Source data:
· · · ·
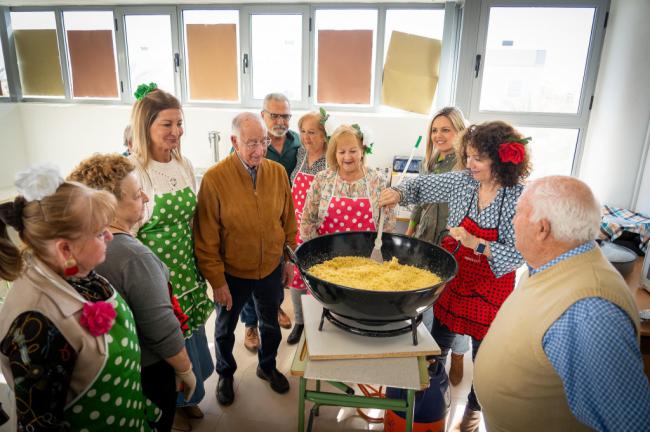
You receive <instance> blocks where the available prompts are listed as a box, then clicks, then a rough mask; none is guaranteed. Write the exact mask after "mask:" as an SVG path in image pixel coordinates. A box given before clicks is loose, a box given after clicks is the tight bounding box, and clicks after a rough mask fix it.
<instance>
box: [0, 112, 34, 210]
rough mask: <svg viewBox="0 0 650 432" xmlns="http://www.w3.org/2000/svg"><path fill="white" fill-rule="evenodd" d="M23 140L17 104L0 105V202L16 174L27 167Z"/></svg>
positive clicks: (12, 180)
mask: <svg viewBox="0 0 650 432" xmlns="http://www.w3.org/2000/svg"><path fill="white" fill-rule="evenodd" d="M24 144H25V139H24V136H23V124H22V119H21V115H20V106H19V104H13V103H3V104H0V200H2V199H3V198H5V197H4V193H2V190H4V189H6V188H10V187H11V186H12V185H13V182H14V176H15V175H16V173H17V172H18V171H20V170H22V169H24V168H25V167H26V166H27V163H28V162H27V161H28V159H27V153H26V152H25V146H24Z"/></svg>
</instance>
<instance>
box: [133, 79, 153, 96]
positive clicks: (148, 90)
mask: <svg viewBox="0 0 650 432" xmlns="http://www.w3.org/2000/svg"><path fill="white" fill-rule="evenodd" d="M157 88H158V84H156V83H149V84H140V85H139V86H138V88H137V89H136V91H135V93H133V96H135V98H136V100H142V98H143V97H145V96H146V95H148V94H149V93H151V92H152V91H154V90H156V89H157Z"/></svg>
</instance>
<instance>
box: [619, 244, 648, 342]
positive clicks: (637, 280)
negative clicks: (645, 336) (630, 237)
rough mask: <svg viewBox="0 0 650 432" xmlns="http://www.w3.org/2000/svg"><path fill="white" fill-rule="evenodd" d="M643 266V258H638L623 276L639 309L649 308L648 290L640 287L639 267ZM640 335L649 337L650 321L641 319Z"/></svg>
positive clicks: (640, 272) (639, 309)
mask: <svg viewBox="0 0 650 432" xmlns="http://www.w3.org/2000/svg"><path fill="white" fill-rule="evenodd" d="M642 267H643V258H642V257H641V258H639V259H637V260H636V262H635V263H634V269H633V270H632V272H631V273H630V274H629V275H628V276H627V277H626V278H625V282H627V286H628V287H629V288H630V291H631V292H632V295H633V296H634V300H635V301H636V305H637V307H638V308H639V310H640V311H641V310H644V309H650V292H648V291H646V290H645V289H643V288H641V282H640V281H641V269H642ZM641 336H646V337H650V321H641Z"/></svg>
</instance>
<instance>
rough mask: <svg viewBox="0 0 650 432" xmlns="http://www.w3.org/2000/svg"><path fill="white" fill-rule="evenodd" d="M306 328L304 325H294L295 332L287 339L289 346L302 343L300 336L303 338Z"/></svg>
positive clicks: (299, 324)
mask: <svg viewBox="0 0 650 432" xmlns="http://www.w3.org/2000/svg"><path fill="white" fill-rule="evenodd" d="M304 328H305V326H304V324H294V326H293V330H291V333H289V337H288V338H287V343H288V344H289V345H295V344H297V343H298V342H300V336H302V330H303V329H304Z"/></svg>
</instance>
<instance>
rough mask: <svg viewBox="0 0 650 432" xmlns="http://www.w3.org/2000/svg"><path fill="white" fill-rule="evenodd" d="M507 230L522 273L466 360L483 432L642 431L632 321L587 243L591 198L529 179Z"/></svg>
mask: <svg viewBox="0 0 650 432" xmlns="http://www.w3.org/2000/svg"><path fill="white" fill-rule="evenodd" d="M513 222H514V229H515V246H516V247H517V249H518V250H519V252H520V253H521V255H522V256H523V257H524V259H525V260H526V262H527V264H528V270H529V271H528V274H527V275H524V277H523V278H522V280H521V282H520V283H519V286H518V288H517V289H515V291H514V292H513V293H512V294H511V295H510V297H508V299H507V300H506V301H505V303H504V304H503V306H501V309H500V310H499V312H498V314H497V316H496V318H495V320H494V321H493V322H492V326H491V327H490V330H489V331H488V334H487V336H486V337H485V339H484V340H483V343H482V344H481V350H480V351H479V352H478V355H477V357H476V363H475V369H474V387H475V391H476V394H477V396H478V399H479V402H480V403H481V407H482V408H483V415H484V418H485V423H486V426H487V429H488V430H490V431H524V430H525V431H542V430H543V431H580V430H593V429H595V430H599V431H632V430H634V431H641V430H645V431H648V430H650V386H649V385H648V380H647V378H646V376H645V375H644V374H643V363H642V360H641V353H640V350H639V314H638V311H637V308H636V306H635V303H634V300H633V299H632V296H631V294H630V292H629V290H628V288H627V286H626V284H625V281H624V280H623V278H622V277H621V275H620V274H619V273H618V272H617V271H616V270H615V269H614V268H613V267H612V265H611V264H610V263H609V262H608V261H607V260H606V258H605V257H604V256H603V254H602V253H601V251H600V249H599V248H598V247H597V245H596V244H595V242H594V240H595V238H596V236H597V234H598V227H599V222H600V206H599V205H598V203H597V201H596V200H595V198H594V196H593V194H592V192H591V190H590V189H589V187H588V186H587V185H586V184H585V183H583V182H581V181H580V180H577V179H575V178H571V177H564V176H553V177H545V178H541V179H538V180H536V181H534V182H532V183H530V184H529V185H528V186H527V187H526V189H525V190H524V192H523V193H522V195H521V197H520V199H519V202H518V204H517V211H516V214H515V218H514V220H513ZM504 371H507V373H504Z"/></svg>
· · · ·
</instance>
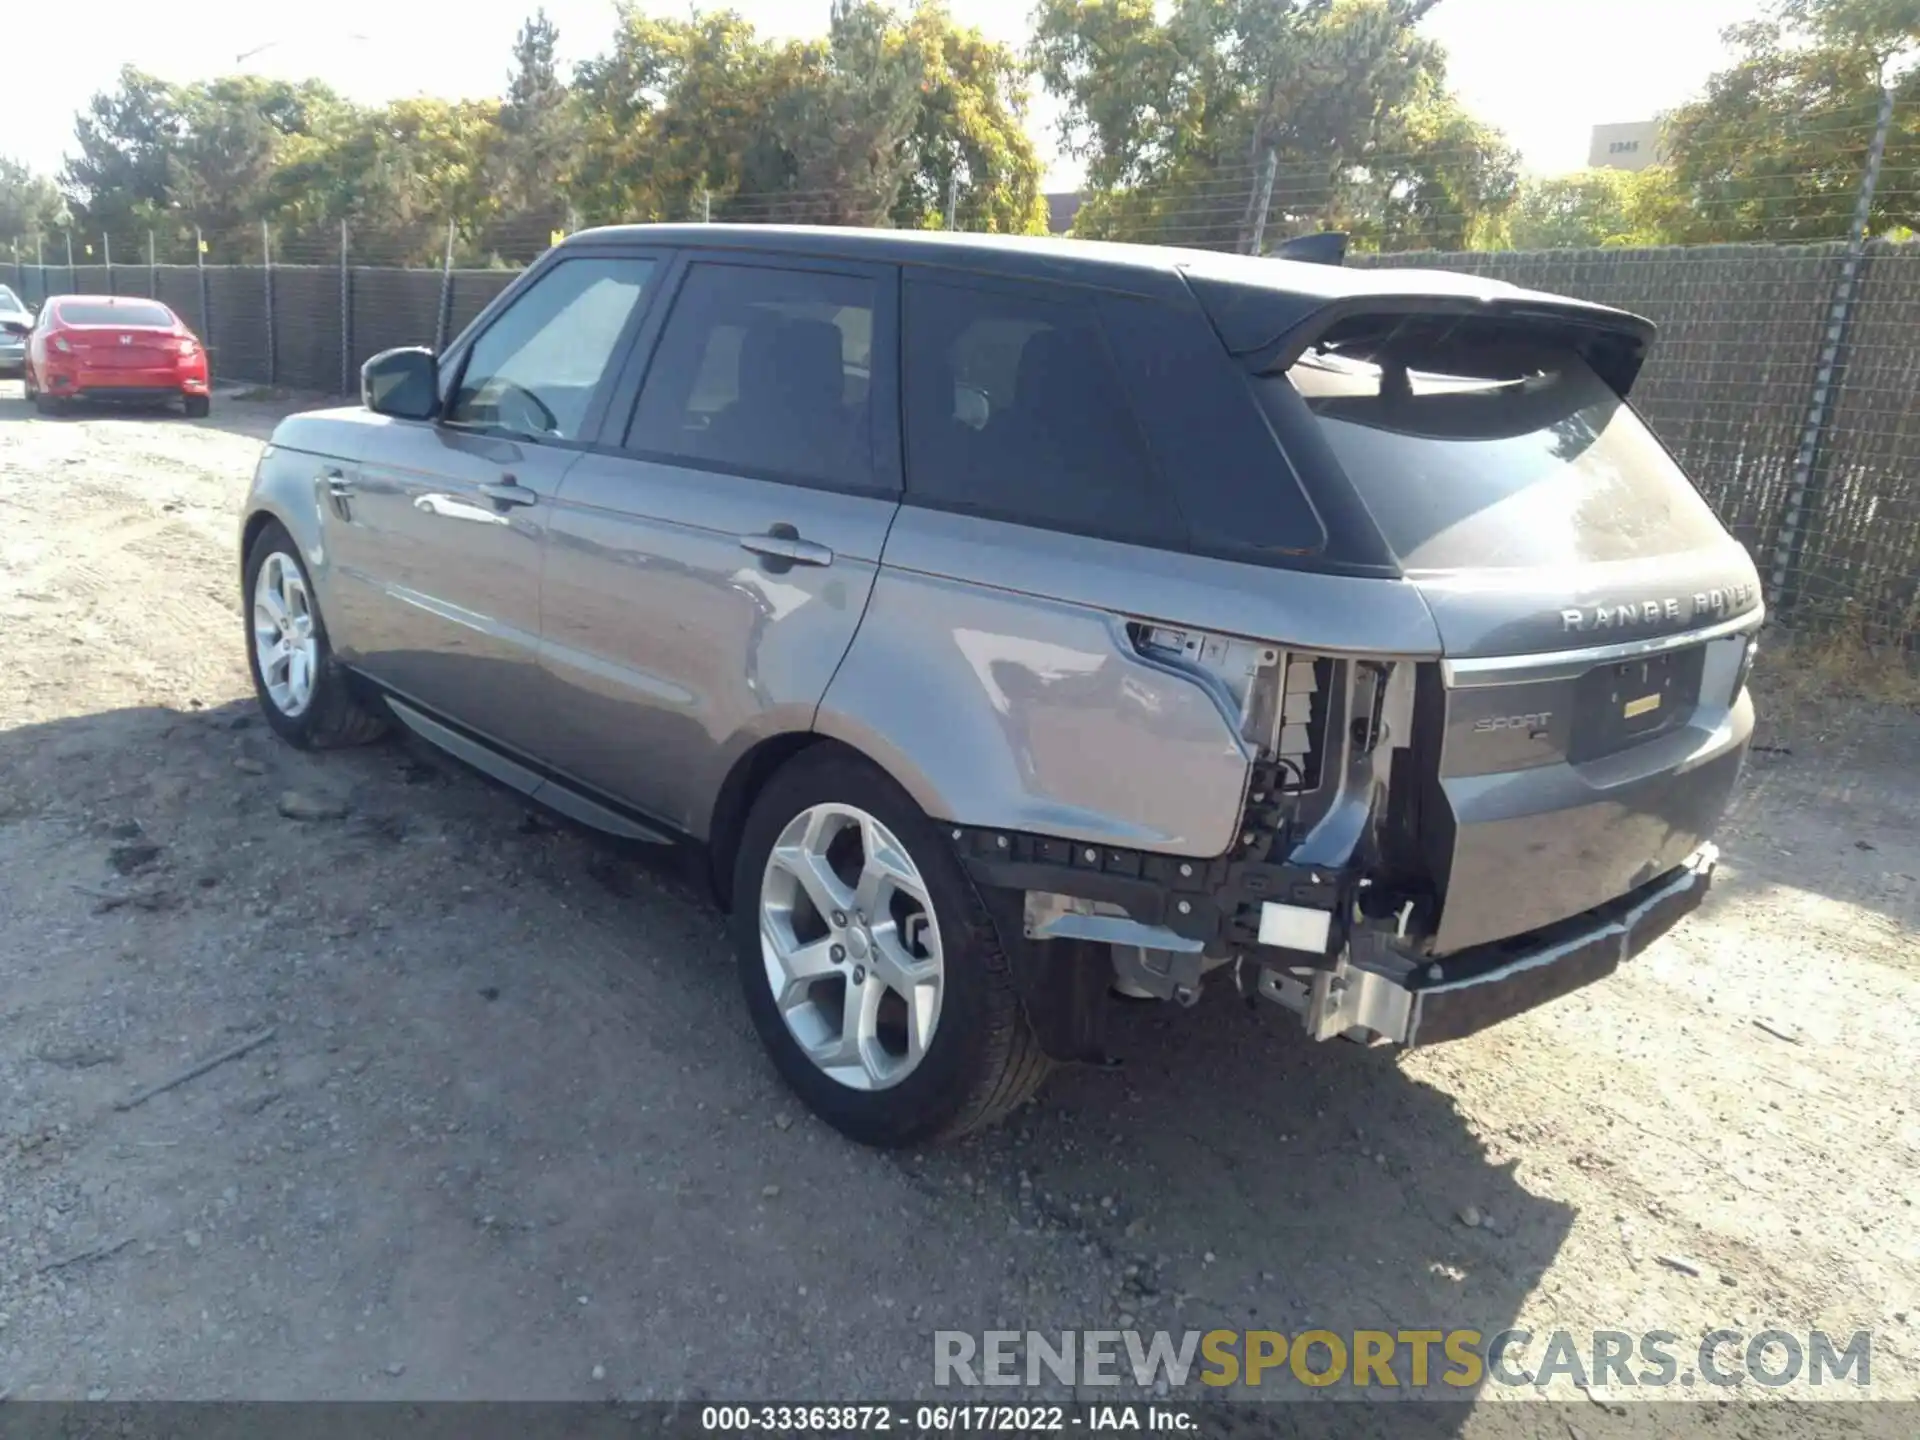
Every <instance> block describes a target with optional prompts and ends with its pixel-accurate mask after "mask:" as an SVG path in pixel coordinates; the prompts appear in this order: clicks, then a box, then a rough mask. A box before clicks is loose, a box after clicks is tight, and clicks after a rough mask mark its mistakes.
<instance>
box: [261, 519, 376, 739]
· · · ·
Required work: Reproduce verbatim the part of the records that opens with the line containing "You receive <instance>" and closes with the line containing "positive clicks: (12, 180)", including both of those lines.

Reply:
You receive <instance> blocks where the available prompts are listed as a box, then clicks, then a rough mask; none is guaranteed. Write the exact mask after "mask:" as an SVG path in image pixel coordinates. A box given before clicks is loose, a box given after clicks is the tight bounding box, and clicks after a rough mask fix it.
<instance>
box: [0, 112, 34, 210]
rough mask: <svg viewBox="0 0 650 432" xmlns="http://www.w3.org/2000/svg"><path fill="white" fill-rule="evenodd" d="M23 140L17 104L0 105V202L16 174L27 167Z"/></svg>
positive clicks: (12, 180)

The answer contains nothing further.